◆ About this task
Only the lines from the one with "Target: standing man" through the end of the material below belong in the reply; transcribe them exactly.

◆ Provided data
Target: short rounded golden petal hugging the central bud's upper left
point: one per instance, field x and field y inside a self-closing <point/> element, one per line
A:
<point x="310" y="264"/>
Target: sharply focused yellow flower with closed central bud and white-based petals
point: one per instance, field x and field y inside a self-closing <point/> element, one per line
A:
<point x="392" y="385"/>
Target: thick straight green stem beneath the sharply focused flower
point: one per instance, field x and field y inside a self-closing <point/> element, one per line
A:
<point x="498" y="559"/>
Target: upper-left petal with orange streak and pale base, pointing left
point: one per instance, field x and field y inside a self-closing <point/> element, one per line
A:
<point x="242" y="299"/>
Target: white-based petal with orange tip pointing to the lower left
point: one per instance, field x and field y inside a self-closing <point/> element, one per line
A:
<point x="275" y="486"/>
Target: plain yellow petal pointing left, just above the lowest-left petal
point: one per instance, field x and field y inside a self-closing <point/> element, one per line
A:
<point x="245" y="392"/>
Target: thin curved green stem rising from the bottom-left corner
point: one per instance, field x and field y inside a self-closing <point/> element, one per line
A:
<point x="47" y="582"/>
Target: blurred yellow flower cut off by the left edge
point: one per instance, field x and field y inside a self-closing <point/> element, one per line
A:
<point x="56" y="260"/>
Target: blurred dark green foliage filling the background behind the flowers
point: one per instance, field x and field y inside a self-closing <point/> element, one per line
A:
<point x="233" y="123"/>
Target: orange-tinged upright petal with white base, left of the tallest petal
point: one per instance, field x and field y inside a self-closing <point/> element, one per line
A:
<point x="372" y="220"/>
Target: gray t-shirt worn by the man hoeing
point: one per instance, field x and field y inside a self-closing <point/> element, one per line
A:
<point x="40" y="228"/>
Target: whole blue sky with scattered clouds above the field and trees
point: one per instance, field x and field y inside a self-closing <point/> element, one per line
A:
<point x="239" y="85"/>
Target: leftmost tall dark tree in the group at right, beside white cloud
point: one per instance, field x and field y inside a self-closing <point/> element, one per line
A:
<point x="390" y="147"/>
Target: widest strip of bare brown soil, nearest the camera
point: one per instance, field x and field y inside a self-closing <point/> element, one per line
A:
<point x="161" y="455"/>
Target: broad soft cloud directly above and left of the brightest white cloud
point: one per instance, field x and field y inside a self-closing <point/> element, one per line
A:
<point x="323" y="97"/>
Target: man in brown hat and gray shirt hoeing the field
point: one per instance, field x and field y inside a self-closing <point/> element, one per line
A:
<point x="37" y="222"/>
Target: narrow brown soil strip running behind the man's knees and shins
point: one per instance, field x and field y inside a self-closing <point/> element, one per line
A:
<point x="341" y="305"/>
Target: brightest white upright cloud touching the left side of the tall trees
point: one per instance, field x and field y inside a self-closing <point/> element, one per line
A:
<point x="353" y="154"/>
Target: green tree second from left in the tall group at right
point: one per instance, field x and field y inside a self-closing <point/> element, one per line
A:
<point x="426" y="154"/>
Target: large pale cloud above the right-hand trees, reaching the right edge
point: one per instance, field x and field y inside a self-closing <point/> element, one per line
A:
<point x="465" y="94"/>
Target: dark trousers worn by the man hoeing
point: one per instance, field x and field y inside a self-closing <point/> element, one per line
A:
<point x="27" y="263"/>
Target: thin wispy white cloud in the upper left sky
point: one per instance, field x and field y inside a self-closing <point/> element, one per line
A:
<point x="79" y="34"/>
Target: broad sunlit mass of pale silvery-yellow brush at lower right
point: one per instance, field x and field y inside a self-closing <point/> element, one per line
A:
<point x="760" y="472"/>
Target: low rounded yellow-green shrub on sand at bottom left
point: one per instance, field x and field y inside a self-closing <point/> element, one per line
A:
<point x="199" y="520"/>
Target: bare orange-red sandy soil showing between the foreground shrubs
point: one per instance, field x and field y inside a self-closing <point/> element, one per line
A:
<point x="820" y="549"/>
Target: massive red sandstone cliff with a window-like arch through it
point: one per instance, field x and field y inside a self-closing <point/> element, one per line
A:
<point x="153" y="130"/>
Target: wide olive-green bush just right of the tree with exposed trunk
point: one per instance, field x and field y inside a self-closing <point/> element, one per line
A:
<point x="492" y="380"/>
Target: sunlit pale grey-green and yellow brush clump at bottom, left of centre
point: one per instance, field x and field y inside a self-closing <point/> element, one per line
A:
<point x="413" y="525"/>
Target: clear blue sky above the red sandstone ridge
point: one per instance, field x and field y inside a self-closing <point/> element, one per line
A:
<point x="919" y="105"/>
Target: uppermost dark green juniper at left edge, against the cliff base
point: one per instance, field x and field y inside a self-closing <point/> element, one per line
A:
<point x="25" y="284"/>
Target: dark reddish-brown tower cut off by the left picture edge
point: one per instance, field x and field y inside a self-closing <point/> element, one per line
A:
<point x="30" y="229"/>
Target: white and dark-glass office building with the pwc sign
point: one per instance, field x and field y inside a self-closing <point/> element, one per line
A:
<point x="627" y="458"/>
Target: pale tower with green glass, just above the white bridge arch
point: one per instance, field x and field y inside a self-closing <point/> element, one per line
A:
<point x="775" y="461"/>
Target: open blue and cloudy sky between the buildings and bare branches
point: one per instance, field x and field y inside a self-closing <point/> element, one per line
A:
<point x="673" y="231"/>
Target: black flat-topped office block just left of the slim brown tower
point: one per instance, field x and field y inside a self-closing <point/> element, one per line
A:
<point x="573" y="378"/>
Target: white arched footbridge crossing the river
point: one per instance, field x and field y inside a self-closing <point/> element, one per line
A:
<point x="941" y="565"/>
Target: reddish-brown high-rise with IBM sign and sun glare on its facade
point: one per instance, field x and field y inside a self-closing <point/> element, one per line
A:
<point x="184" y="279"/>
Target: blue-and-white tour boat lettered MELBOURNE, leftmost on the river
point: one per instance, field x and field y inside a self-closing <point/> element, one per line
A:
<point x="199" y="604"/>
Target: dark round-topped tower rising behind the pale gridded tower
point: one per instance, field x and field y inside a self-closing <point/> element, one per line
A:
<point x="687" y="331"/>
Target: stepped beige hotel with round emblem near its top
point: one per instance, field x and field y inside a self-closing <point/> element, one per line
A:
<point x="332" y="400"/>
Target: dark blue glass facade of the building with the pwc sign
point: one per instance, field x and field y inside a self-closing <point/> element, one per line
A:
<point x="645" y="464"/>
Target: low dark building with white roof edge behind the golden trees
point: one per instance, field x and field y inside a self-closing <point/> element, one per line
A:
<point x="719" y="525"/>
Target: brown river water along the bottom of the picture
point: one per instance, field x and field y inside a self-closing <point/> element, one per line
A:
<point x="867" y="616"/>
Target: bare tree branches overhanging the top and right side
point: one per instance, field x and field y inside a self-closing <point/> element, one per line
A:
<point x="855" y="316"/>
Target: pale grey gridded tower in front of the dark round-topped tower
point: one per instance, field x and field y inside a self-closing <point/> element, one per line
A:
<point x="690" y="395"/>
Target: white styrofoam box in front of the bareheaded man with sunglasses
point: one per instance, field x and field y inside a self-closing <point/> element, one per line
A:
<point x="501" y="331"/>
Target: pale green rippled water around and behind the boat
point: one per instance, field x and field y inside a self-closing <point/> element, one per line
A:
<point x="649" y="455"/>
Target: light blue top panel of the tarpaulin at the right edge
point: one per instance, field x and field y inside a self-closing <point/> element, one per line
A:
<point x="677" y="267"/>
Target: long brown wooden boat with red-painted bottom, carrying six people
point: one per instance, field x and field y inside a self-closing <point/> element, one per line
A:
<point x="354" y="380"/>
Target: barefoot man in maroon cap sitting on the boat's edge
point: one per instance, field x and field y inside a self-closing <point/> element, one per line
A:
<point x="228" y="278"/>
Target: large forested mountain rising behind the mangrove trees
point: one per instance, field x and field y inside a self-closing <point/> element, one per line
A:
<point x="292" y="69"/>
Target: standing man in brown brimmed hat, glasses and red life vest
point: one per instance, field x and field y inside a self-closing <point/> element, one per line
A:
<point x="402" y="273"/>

◆ Expected answer
Target: standing man in brown brimmed hat, glasses and red life vest
point: one per instance, field x and field y inside a self-closing <point/> element, one per line
A:
<point x="402" y="273"/>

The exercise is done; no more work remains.